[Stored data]
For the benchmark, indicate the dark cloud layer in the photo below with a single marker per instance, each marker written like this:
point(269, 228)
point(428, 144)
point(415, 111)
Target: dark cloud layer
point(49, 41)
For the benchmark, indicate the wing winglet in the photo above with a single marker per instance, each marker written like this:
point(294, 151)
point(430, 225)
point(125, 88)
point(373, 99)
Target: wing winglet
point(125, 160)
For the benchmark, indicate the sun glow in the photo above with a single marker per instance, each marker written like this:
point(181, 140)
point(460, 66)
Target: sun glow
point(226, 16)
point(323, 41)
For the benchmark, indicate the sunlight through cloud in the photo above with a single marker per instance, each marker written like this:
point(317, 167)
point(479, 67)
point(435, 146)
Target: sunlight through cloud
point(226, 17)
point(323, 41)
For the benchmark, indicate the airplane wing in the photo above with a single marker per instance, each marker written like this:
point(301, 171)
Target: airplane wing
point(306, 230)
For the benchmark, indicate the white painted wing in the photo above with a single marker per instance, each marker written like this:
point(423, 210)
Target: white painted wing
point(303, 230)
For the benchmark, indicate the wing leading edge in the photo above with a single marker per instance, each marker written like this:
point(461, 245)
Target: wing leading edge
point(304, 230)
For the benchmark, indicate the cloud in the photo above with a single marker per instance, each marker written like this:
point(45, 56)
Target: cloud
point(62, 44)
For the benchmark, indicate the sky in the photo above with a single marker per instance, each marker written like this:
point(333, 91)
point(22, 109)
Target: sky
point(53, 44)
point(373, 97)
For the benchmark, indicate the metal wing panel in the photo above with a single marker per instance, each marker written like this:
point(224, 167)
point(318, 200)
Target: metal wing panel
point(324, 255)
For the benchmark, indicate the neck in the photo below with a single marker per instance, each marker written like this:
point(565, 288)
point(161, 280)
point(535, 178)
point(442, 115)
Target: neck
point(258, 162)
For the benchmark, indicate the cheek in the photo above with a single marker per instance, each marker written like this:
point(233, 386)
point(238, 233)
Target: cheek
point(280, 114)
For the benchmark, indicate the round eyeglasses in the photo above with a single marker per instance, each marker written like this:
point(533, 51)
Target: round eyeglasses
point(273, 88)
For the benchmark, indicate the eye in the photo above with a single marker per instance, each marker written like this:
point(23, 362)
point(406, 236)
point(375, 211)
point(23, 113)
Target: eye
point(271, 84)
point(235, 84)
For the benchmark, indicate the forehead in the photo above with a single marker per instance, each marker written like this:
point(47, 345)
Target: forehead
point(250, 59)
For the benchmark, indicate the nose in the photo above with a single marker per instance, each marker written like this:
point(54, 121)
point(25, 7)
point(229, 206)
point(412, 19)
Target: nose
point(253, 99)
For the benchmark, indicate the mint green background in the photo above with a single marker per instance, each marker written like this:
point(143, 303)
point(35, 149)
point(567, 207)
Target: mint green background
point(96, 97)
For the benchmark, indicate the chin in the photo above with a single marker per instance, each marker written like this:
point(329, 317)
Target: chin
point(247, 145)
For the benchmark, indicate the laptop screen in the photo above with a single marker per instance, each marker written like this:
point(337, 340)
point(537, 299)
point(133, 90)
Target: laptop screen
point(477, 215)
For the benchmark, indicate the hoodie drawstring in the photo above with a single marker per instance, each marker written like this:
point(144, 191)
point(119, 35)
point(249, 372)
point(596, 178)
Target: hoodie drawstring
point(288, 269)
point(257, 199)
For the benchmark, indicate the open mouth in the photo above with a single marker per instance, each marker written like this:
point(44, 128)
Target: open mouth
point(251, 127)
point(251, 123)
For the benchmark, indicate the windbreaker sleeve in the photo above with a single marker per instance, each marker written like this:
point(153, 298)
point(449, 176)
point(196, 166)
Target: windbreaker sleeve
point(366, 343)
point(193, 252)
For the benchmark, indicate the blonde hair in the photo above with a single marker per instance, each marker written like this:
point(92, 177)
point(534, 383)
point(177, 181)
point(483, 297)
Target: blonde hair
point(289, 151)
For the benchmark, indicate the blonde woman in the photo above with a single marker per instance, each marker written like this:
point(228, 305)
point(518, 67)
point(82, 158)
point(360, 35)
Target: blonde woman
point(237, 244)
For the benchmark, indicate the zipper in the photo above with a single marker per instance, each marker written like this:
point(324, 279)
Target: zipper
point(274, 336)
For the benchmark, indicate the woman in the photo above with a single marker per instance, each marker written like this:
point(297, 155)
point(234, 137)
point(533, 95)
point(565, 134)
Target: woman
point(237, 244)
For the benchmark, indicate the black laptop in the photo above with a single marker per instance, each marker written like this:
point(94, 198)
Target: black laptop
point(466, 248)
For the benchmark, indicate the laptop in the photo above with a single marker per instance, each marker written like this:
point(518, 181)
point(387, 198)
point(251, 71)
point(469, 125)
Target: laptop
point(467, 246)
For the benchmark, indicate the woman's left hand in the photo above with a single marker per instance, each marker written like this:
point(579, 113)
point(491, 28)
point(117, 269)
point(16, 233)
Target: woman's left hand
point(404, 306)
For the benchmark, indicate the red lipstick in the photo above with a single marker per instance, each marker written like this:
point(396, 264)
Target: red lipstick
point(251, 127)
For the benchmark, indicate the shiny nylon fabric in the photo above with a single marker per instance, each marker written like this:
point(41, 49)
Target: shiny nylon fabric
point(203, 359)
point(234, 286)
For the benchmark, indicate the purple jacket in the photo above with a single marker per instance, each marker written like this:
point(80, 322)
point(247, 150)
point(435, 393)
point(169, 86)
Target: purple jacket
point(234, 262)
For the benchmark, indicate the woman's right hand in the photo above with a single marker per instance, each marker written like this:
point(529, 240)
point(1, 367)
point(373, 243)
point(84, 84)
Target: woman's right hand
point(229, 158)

| THE REQUEST |
Repeat back the data above, exact to the last character.

| RESULT BELOW |
For the benchmark, indicate the dark cloud layer in the photo below with a single marker per instance, each marker written like this:
point(269, 228)
point(428, 144)
point(415, 111)
Target: dark cloud layer
point(49, 41)
For the benchmark, indicate the wing winglet in the photo above with a single marker per instance, each marker written like this:
point(294, 151)
point(430, 225)
point(125, 88)
point(373, 99)
Target: wing winglet
point(125, 160)
For the benchmark, indicate the sun glow in the photo above with a single marker per instance, each marker written like this:
point(181, 140)
point(460, 66)
Target: sun glow
point(226, 16)
point(323, 41)
For the benchmark, indicate the sunlight through cloud in the photo above with a single marker per instance, each marker written like this:
point(317, 167)
point(479, 67)
point(435, 146)
Target: sunlight through cloud
point(226, 17)
point(323, 41)
For the benchmark, indicate the airplane wing in the photo above with a single marker per instance, each marker written like this:
point(301, 171)
Target: airplane wing
point(306, 230)
For the benchmark, indicate the white painted wing in the photo above with a single marker per instance, each marker written like this:
point(423, 210)
Target: white painted wing
point(303, 230)
For the benchmark, indicate the wing leading edge in the photo above with a single marker per instance, each marker written like this:
point(461, 245)
Target: wing leading edge
point(304, 230)
For the benchmark, indicate the cloud in the photo above with a single marker per instance, each marker written like this:
point(45, 56)
Target: cloud
point(62, 44)
For the benchmark, indicate the sky in the photo above with a single marker per instance, each marker written like this:
point(333, 91)
point(22, 109)
Target: sky
point(53, 44)
point(373, 97)
For the benchmark, indicate the metal wing panel in the photo above with a single marker per instance, each marker written like this:
point(224, 167)
point(318, 200)
Target: metal wing panel
point(324, 255)
For the benchmark, indicate the neck in the photo below with a single marker per instance, each marker written like this:
point(565, 288)
point(161, 280)
point(535, 178)
point(442, 115)
Target: neck
point(258, 162)
For the benchmark, indicate the cheek in the photo above with a single marker per instance, each marker written like this:
point(233, 386)
point(238, 233)
Target: cheek
point(280, 114)
For the benchmark, indicate the round eyeglasses in the photo above with a single marker per instance, each marker written like this:
point(533, 51)
Target: round eyeglasses
point(273, 88)
For the benchmark, indicate the eye in the photo above with a single marker per instance, each marker written like this:
point(23, 362)
point(406, 236)
point(375, 211)
point(23, 113)
Target: eye
point(271, 84)
point(235, 84)
For the benchmark, indicate the forehead in the photo above with a single marker per instance, each marker written like this:
point(47, 345)
Target: forehead
point(250, 59)
For the benchmark, indicate the nose in the photo above with a single marker per instance, each marker written like this:
point(54, 121)
point(25, 7)
point(229, 206)
point(412, 19)
Target: nose
point(253, 99)
For the benchmark, indicate the mint green background in the photo above with a single marker per instance, each marker written like this:
point(143, 303)
point(35, 149)
point(567, 207)
Target: mint green background
point(96, 97)
For the benchmark, indicate the chin in the photo above with a single marker per instance, each marker written like this:
point(329, 317)
Target: chin
point(247, 145)
For the benchmark, indicate the laptop screen in the photo above with a single marker per instance, each marker written like this:
point(337, 340)
point(537, 299)
point(133, 90)
Target: laptop screen
point(477, 215)
For the benchmark, indicate the hoodie drawstring in the photo above with a single marker per instance, each marker written like this:
point(144, 191)
point(119, 35)
point(249, 372)
point(596, 178)
Target: hoodie drawstring
point(288, 269)
point(257, 199)
For the benchmark, indicate the open mouth in the photo above with a single marker per instance, each marker written like this:
point(44, 128)
Target: open mouth
point(251, 127)
point(251, 123)
For the benchmark, indicate the windbreaker sleeve in the photo above with a single marker per instance, each marker written like this:
point(153, 298)
point(449, 176)
point(196, 166)
Target: windbreaker sleeve
point(366, 343)
point(193, 252)
For the benchmark, indicate the blonde hair in the photo above with a single marker per instance, each marker written like this:
point(92, 177)
point(534, 383)
point(177, 181)
point(483, 297)
Target: blonde hair
point(289, 151)
For the benchmark, indicate the blonde woman in the photo above with a single marker per instance, each marker written like this:
point(228, 305)
point(518, 67)
point(82, 158)
point(360, 35)
Target: blonde woman
point(237, 244)
For the benchmark, indicate the zipper in the photo above with a single marker per instance, each marker written like this:
point(324, 279)
Target: zipper
point(274, 336)
For the benchmark, indicate the woman in the photo above with a single marker per instance, each marker written like this:
point(297, 155)
point(234, 137)
point(533, 95)
point(565, 134)
Target: woman
point(237, 244)
For the benchmark, indicate the black laptop in the photo above with a single marker per instance, each marker written like this:
point(94, 198)
Target: black laptop
point(466, 248)
For the benchmark, indicate the laptop in the photo above with a single marker per instance, each marker written like this:
point(518, 181)
point(387, 198)
point(251, 71)
point(469, 125)
Target: laptop
point(467, 246)
For the benchmark, indicate the woman's left hand in the photo above with a single marker per instance, each marker written like this:
point(579, 113)
point(491, 28)
point(117, 269)
point(16, 233)
Target: woman's left hand
point(404, 306)
For the benchmark, indicate the red lipstick in the photo above with a single marker per instance, each marker written like this:
point(396, 264)
Target: red lipstick
point(251, 127)
For the benchmark, indicate the shiny nylon fabric in the photo above with a single marker per instance, each marker written like this:
point(41, 49)
Target: shiny nylon fabric
point(203, 359)
point(234, 286)
For the benchmark, indicate the purple jacket in the photo above with a single marker per instance, each marker written like this:
point(80, 322)
point(247, 150)
point(435, 393)
point(169, 86)
Target: purple jacket
point(234, 262)
For the benchmark, indicate the woman's right hand in the photo above with a single marker per instance, each marker written like this:
point(529, 240)
point(1, 367)
point(373, 243)
point(84, 84)
Target: woman's right hand
point(229, 158)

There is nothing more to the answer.